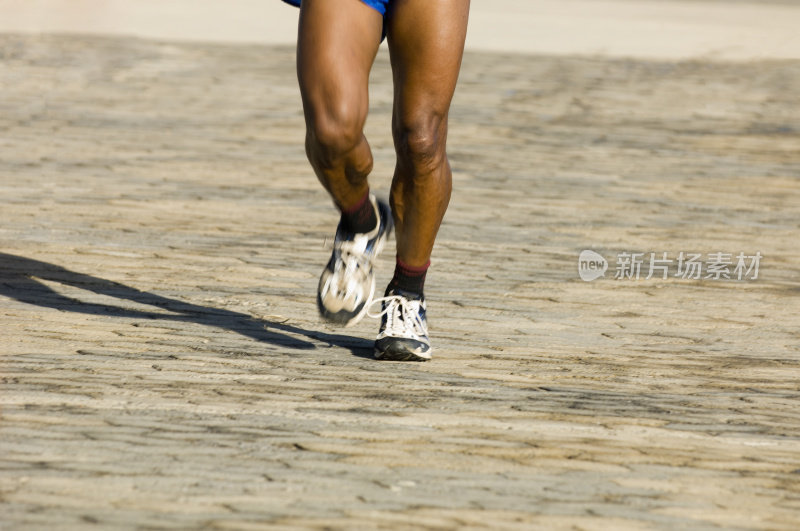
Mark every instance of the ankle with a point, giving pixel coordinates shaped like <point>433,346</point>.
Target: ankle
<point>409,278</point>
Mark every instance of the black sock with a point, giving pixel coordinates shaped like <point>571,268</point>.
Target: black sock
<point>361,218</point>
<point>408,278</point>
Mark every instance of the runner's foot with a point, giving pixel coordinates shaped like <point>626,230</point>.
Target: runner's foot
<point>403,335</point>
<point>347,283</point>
* * *
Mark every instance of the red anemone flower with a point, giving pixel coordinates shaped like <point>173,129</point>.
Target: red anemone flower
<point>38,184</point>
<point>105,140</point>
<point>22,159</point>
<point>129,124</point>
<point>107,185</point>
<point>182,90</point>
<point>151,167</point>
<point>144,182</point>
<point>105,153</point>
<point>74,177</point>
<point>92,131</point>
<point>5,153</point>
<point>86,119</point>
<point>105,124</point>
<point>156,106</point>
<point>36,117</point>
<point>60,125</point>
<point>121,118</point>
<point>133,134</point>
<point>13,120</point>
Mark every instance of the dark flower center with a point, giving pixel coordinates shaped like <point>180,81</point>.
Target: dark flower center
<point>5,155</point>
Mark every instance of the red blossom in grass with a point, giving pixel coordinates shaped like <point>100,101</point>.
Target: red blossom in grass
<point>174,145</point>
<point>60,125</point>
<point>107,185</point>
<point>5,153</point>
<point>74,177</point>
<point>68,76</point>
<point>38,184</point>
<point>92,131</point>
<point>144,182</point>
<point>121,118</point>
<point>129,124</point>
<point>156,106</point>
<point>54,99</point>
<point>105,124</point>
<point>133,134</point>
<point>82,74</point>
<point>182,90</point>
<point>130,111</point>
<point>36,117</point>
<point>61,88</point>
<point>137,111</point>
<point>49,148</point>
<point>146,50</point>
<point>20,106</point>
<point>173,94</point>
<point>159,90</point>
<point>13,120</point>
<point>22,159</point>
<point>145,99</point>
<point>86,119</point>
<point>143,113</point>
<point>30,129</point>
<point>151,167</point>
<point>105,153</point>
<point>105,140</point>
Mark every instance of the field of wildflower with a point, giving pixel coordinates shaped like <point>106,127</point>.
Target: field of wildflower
--
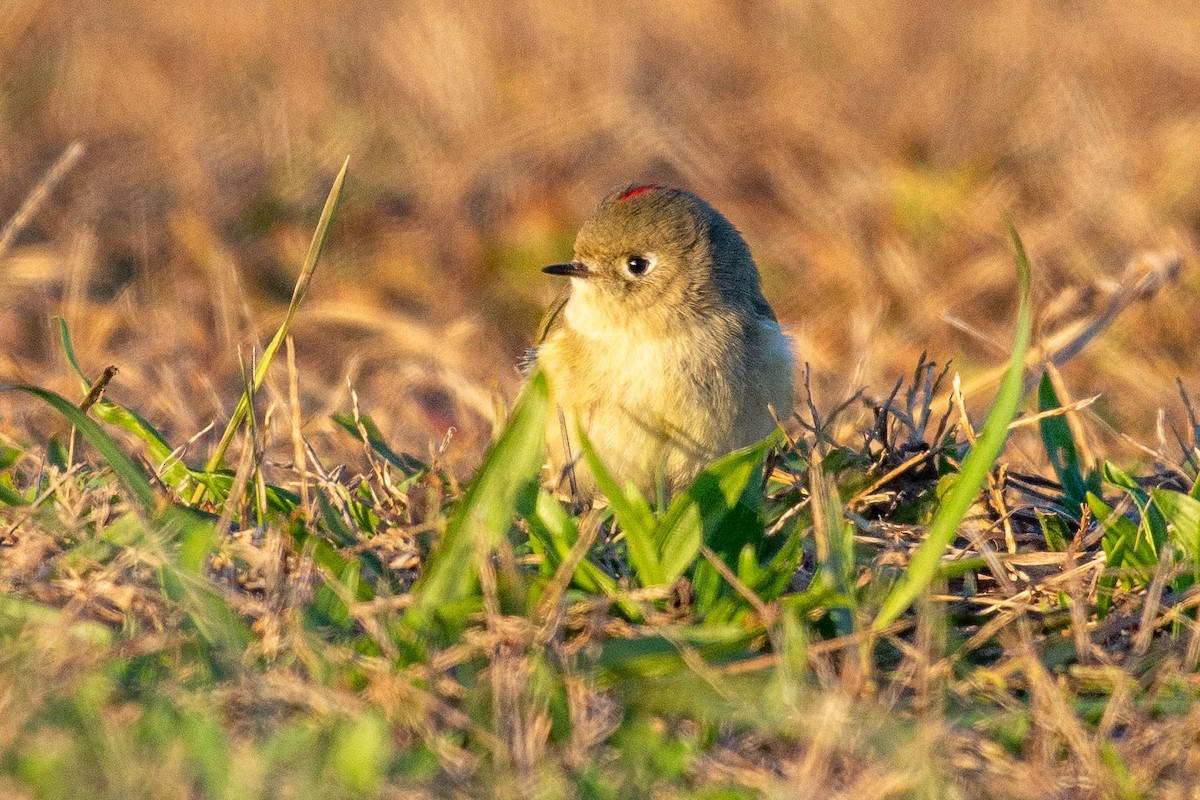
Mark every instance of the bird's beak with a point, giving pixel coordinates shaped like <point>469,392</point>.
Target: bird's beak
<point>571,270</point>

■ Exercise
Lines in the records above that carry the word "instance" are to be located and copied.

■ Problem solution
Mark every instance of the ankle with a point, giving pixel coordinates shaped like <point>433,346</point>.
Mark every instance of the black sock with a point, giving pixel coordinates shaped like <point>571,268</point>.
Mark every instance of the runner's foot with a point, giving pixel coordinates shaped like <point>626,230</point>.
Mark every instance of the red anemone flower with a point, giving pixel coordinates shaped like <point>173,129</point>.
Mark every instance of the dark flower center with a point, giving pixel coordinates shaped like <point>180,81</point>.
Mark every instance of the red blossom in grass with a point, giving pixel coordinates shaped like <point>100,101</point>.
Mark every instance of the field of wildflower with a point, giving pixel coordinates shaped like <point>106,127</point>.
Mark every instance of the bird's beak with a point, giving pixel coordinates shaped like <point>469,392</point>.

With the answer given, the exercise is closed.